### Assigned task
Copy out the records below with each "rough mask" switched to "coarse mask", leaving everything else unchanged.

----------

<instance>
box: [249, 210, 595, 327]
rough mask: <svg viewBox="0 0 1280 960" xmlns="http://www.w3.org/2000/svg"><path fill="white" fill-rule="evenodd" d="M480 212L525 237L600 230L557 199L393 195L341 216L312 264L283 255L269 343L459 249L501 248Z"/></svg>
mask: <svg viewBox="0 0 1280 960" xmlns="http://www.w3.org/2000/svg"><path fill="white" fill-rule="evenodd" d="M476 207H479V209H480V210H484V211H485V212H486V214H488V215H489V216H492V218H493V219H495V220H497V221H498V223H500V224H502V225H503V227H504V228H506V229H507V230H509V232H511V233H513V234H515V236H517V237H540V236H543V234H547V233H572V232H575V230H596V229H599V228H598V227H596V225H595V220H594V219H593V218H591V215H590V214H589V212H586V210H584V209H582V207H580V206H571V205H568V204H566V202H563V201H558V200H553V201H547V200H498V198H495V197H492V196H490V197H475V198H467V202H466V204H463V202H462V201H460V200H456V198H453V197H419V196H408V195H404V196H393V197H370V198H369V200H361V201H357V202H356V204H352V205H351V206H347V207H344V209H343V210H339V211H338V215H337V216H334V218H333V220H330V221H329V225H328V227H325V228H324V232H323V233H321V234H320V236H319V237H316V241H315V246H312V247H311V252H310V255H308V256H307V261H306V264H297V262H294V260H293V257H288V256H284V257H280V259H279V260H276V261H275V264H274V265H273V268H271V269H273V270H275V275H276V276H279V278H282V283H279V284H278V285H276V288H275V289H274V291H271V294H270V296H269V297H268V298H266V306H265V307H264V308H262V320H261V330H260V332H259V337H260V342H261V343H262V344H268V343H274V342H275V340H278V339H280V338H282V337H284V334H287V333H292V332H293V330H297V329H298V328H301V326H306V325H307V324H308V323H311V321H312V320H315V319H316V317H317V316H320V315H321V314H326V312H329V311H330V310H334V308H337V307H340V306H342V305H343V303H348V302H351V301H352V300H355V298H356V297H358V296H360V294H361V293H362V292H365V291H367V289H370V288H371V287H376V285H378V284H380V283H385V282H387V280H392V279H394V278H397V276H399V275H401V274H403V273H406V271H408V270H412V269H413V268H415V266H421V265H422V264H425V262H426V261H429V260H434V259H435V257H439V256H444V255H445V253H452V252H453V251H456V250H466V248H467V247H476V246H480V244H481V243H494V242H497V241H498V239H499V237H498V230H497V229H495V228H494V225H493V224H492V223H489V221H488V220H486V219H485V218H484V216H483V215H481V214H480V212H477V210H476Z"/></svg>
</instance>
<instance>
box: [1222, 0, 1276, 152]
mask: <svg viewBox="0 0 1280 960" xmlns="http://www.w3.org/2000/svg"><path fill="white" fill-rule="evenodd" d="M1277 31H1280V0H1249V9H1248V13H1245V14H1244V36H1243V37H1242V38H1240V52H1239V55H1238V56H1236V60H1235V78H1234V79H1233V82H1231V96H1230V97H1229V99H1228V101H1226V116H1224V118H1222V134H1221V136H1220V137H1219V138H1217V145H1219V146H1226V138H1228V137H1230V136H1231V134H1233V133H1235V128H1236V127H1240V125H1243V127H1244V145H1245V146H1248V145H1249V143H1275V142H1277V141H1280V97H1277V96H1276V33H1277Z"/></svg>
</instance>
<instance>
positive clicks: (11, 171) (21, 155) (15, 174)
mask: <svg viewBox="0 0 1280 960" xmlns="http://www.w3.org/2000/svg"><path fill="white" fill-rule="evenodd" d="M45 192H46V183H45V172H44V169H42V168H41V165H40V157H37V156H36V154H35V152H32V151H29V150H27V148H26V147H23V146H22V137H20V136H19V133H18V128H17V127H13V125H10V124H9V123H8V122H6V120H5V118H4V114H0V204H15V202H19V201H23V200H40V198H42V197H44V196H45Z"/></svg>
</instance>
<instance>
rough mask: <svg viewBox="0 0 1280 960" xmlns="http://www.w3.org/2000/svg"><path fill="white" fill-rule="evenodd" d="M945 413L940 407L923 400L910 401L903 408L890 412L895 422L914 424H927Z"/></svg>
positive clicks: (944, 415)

----------

### Result
<instance>
box: [249, 210, 595, 327]
coarse mask: <svg viewBox="0 0 1280 960" xmlns="http://www.w3.org/2000/svg"><path fill="white" fill-rule="evenodd" d="M480 212L525 237L600 230L557 199L393 195L341 216L312 264L283 255L269 343L459 249L501 248Z"/></svg>
mask: <svg viewBox="0 0 1280 960" xmlns="http://www.w3.org/2000/svg"><path fill="white" fill-rule="evenodd" d="M476 207H479V209H480V210H484V211H485V212H486V214H488V215H489V216H492V218H493V219H495V220H497V221H498V223H500V224H502V225H503V227H504V228H506V229H507V230H509V232H511V233H513V234H515V236H517V237H540V236H543V234H547V233H572V232H575V230H596V229H599V228H598V227H596V225H595V220H594V219H593V218H591V215H590V214H589V212H586V210H584V209H582V207H580V206H571V205H568V204H566V202H563V201H558V200H553V201H547V200H498V198H495V197H492V196H490V197H475V198H467V202H466V204H463V202H462V201H460V200H456V198H453V197H419V196H408V195H404V196H393V197H370V198H369V200H361V201H357V202H356V204H352V205H351V206H347V207H344V209H343V210H339V211H338V215H337V216H334V218H333V220H330V221H329V225H328V227H325V228H324V232H323V233H321V234H320V236H319V237H316V241H315V246H312V247H311V252H310V255H308V256H307V261H306V264H297V262H294V260H293V257H288V256H284V257H280V259H279V260H276V261H275V264H274V265H273V268H271V269H273V270H275V275H276V276H279V278H282V283H279V284H278V285H276V288H275V289H274V291H271V294H270V296H269V297H268V298H266V306H265V307H264V308H262V320H261V330H260V332H259V337H260V342H261V343H262V344H268V343H274V342H275V340H278V339H280V338H282V337H284V334H287V333H292V332H293V330H297V329H298V328H301V326H306V325H307V324H308V323H311V321H312V320H315V319H316V317H317V316H320V315H321V314H326V312H329V311H330V310H334V308H337V307H340V306H342V305H343V303H348V302H351V301H352V300H355V298H356V297H358V296H360V294H361V293H362V292H365V291H367V289H370V288H371V287H376V285H378V284H380V283H385V282H387V280H392V279H394V278H397V276H399V275H401V274H403V273H406V271H408V270H412V269H413V268H415V266H421V265H422V264H425V262H426V261H429V260H434V259H435V257H439V256H444V255H445V253H452V252H453V251H456V250H466V248H467V247H476V246H480V244H481V243H494V242H497V241H498V239H499V237H498V230H497V229H495V228H494V225H493V224H492V223H489V221H488V220H486V219H485V218H484V216H483V215H481V214H480V212H477V210H476Z"/></svg>
</instance>
<instance>
box: [1222, 0, 1276, 152]
mask: <svg viewBox="0 0 1280 960" xmlns="http://www.w3.org/2000/svg"><path fill="white" fill-rule="evenodd" d="M1277 31H1280V0H1249V9H1248V13H1245V14H1244V36H1243V37H1242V38H1240V52H1239V55H1238V56H1236V60H1235V78H1234V79H1233V82H1231V96H1230V97H1229V99H1228V101H1226V116H1224V118H1222V134H1221V136H1220V137H1219V138H1217V145H1219V146H1226V138H1228V137H1230V136H1231V134H1233V133H1235V128H1236V127H1240V125H1243V127H1244V145H1245V146H1248V145H1249V143H1275V142H1277V141H1280V97H1277V96H1276V33H1277Z"/></svg>
</instance>
<instance>
positive clicks: (11, 171) (21, 155) (15, 174)
mask: <svg viewBox="0 0 1280 960" xmlns="http://www.w3.org/2000/svg"><path fill="white" fill-rule="evenodd" d="M45 192H46V183H45V172H44V169H42V168H41V165H40V157H37V156H36V154H35V152H32V151H29V150H27V148H26V147H23V146H22V137H20V136H19V133H18V128H17V127H13V125H10V124H9V123H8V122H6V120H5V118H4V114H0V204H15V202H19V201H23V200H40V198H42V197H44V196H45Z"/></svg>
</instance>
<instance>
coarse mask: <svg viewBox="0 0 1280 960" xmlns="http://www.w3.org/2000/svg"><path fill="white" fill-rule="evenodd" d="M945 413L940 407L923 400L910 401L903 408L890 412L895 422L914 424H927Z"/></svg>
positive clicks: (944, 415)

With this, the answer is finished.